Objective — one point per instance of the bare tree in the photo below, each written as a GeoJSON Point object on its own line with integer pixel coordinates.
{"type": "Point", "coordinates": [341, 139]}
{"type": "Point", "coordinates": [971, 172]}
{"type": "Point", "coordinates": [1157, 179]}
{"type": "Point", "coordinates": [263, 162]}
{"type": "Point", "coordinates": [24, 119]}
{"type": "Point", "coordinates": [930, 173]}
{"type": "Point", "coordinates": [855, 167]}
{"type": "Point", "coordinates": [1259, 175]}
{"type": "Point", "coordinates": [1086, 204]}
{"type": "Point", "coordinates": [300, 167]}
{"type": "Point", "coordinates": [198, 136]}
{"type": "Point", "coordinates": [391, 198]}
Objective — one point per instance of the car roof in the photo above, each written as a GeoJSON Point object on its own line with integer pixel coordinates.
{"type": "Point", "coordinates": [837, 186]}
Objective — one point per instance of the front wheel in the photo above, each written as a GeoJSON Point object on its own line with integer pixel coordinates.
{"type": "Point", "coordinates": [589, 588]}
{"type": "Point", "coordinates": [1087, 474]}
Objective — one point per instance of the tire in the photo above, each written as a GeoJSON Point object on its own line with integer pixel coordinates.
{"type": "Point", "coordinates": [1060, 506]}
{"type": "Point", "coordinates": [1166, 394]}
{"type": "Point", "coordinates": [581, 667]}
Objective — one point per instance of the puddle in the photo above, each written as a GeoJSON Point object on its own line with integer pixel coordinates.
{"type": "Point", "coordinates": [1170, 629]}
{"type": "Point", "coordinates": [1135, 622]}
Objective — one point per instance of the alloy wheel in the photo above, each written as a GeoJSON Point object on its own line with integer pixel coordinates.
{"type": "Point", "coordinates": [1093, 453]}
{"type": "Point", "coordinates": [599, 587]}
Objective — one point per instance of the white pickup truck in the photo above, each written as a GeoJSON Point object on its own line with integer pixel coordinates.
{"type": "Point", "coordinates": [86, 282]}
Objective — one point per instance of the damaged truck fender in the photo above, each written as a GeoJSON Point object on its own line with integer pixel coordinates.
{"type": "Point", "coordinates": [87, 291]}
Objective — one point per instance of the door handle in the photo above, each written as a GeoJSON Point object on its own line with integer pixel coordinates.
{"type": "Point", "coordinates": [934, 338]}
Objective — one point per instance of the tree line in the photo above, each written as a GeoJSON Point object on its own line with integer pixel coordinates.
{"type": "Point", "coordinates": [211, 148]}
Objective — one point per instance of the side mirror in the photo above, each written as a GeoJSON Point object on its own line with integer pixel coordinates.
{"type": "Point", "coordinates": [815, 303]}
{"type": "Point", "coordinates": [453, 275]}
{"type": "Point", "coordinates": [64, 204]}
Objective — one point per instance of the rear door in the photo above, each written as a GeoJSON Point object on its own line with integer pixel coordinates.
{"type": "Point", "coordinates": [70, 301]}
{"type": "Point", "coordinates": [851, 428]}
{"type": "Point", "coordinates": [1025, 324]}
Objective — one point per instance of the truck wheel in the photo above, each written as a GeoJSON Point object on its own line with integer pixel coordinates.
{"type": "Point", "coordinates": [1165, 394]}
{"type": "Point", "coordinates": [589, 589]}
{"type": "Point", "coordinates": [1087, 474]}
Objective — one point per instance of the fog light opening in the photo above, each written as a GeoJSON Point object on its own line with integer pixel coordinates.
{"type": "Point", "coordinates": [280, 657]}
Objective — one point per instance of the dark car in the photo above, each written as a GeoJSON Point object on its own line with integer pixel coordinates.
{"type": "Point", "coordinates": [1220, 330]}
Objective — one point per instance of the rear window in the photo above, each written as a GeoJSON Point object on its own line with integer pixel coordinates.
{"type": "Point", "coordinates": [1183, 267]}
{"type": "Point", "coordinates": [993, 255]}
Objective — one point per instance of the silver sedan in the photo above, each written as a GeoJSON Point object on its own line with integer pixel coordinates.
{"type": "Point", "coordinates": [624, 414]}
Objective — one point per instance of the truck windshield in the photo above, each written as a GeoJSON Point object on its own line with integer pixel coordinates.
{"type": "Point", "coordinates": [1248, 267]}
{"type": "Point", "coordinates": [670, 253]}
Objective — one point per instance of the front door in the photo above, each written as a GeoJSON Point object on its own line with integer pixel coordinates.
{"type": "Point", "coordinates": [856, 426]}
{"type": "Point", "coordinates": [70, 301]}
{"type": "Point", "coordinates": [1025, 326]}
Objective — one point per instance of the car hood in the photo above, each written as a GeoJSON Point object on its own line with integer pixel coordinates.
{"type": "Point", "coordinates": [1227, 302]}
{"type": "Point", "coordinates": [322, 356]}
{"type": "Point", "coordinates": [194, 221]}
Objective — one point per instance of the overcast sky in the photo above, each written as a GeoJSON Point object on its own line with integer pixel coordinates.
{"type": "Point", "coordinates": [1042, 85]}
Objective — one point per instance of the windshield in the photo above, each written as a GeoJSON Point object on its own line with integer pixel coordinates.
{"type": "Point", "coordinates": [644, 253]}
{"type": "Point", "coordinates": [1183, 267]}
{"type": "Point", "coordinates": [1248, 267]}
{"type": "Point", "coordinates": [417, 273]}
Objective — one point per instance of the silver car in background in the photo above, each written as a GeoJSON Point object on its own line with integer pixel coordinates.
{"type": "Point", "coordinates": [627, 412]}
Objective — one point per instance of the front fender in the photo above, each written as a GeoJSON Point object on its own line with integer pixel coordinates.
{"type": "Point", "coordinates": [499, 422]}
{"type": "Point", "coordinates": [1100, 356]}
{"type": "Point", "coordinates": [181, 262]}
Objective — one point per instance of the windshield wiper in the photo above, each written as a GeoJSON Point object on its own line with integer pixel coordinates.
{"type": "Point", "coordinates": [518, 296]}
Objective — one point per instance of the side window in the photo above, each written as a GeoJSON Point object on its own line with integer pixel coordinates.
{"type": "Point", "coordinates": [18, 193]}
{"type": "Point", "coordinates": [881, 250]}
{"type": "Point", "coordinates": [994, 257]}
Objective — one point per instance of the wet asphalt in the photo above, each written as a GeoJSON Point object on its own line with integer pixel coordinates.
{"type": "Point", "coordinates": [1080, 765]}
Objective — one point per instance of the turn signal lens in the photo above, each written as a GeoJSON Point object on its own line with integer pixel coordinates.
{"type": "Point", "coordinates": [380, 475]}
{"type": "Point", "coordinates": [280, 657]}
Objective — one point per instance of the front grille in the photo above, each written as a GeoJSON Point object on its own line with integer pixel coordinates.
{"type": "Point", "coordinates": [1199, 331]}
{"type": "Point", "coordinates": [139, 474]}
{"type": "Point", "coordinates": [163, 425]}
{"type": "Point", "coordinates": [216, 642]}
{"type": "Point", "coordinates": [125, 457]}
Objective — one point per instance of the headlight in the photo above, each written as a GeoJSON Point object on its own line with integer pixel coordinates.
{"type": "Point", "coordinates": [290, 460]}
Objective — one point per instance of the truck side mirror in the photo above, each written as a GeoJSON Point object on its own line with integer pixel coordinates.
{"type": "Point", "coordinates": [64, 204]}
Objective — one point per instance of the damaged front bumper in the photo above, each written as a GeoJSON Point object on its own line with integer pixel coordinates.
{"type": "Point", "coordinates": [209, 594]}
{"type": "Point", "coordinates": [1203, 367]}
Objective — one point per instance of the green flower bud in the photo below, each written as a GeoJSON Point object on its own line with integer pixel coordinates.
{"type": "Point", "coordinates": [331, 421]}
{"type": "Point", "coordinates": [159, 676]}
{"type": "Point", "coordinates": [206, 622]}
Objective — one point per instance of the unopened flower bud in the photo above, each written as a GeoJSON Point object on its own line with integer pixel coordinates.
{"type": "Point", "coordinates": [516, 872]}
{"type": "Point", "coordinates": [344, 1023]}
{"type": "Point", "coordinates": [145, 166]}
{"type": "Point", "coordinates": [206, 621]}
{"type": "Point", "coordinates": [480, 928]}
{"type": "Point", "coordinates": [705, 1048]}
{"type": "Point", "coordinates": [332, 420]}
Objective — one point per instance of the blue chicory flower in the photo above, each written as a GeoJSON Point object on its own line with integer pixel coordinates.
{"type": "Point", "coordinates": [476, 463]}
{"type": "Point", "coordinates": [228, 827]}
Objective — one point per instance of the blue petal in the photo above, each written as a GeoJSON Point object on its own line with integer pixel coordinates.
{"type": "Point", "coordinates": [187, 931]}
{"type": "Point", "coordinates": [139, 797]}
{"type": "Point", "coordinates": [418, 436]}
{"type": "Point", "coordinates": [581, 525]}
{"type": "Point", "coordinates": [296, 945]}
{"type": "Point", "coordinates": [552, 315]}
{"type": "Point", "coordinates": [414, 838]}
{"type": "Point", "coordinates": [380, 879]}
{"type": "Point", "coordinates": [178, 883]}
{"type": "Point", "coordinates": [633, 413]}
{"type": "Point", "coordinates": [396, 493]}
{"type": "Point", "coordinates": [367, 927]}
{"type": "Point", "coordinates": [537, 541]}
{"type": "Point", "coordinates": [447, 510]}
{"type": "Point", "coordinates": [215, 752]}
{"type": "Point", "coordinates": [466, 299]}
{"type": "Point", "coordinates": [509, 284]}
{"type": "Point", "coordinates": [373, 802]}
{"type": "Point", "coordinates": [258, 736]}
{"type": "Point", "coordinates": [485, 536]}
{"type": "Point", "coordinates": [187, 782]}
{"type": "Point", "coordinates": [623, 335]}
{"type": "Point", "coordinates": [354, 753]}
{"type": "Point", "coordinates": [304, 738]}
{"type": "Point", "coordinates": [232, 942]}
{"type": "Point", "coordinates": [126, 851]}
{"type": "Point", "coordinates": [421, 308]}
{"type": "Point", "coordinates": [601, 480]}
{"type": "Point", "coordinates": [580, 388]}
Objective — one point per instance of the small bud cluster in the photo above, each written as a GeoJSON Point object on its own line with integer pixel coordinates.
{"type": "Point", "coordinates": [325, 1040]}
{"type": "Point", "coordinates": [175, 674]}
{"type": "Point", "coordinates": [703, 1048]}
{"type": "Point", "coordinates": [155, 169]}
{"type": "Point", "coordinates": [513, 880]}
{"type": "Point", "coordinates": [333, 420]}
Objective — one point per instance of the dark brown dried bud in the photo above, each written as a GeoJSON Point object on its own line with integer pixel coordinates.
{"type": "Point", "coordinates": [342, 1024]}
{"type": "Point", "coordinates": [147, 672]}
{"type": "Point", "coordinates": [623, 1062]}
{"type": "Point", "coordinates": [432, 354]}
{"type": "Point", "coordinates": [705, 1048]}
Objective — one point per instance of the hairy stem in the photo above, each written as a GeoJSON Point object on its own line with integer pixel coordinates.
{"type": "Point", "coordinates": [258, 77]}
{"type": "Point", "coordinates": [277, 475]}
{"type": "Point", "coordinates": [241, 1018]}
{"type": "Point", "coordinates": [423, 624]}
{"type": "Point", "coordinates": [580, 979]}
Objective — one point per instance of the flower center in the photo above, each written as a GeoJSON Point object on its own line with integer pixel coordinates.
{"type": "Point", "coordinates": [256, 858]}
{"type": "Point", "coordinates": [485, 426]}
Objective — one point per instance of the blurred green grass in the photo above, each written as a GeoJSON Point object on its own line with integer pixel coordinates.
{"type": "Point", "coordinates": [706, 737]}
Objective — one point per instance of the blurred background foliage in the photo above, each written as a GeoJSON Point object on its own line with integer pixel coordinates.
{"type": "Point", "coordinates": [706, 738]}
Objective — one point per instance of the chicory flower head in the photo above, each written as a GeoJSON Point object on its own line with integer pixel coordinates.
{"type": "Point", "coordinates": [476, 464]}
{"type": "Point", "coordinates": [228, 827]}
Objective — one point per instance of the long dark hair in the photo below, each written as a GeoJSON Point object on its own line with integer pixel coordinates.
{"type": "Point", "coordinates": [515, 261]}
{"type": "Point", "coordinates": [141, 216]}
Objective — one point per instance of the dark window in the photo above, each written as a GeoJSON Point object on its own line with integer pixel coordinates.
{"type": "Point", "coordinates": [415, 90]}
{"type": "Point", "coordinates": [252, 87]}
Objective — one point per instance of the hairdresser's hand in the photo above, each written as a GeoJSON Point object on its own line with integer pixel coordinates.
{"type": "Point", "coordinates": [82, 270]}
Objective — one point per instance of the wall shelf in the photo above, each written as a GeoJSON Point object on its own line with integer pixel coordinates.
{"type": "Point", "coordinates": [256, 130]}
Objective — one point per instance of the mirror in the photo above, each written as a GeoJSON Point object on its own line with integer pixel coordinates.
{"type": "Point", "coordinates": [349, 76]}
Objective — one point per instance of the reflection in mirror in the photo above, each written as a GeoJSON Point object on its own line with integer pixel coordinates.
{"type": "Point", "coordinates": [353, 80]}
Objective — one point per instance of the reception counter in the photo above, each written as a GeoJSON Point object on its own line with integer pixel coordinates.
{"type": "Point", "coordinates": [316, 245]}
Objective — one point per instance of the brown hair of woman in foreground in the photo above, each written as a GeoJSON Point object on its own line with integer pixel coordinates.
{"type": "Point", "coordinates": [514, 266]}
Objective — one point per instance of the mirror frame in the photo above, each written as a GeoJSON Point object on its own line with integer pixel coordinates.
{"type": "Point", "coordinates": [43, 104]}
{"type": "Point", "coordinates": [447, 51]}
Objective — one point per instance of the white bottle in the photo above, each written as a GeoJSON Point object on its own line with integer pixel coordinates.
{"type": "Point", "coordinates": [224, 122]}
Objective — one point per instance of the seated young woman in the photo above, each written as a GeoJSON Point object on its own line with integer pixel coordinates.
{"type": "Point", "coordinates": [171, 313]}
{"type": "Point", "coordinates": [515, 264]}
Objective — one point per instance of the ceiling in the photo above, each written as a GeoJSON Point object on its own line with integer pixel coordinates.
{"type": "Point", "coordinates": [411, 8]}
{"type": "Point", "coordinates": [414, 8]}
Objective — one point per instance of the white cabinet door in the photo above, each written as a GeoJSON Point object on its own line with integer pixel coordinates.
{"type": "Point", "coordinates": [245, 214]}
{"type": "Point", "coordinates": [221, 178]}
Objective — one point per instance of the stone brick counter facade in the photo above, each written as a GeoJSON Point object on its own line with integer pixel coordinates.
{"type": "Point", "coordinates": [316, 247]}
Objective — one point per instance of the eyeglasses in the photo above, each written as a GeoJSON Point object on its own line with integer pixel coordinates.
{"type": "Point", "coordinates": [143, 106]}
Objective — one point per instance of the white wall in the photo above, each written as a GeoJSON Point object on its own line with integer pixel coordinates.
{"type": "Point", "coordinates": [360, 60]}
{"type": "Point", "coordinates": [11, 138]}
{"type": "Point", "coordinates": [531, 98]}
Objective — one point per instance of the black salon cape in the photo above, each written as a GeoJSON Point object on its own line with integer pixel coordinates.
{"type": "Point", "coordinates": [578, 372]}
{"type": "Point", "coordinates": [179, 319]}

§

**WRITTEN PROBLEM:** Would you give again, word for word, every line from the one with "Objective — one point per instance of the white bottle" through the final line of the listing above?

**ANSWER FOR THE TASK:**
Objective — one point per instance of the white bottle in the photo above, each written as a GeoJSON Point object on its own line with integer pixel coordinates.
{"type": "Point", "coordinates": [224, 122]}
Objective — one point per instance of the seated young woman in the photo above, each written as a GeoJSON Point object on its own line with integer pixel coordinates.
{"type": "Point", "coordinates": [171, 313]}
{"type": "Point", "coordinates": [515, 264]}
Objective — one point per instance of the ceiling in the photo above, each written as a GeoJSON Point object on its own line with integer pixel coordinates.
{"type": "Point", "coordinates": [411, 8]}
{"type": "Point", "coordinates": [414, 8]}
Objective — one point per instance of the white cabinet door in the photo above, each written as a GeoJSON Point object on its own line with integer pixel coordinates.
{"type": "Point", "coordinates": [245, 214]}
{"type": "Point", "coordinates": [221, 178]}
Objective — one point per instance of the stone brick counter facade in the photo above, each written as a GeoJSON Point object on its own line with integer pixel coordinates.
{"type": "Point", "coordinates": [316, 247]}
Objective — one point per instance of the eyeglasses in the photo above, each written as a GeoJSON Point object on its own line with integer pixel coordinates.
{"type": "Point", "coordinates": [143, 106]}
Objective — one point per instance of the white wall in the photo above, each written as a GeoJSON Point object on its own line with integer pixel coordinates.
{"type": "Point", "coordinates": [360, 60]}
{"type": "Point", "coordinates": [11, 138]}
{"type": "Point", "coordinates": [531, 98]}
Objective — one point per instance of the black salon cape in the photo above, each written as a GeoJSON Point object on its own line with integer pixel coordinates.
{"type": "Point", "coordinates": [578, 372]}
{"type": "Point", "coordinates": [179, 319]}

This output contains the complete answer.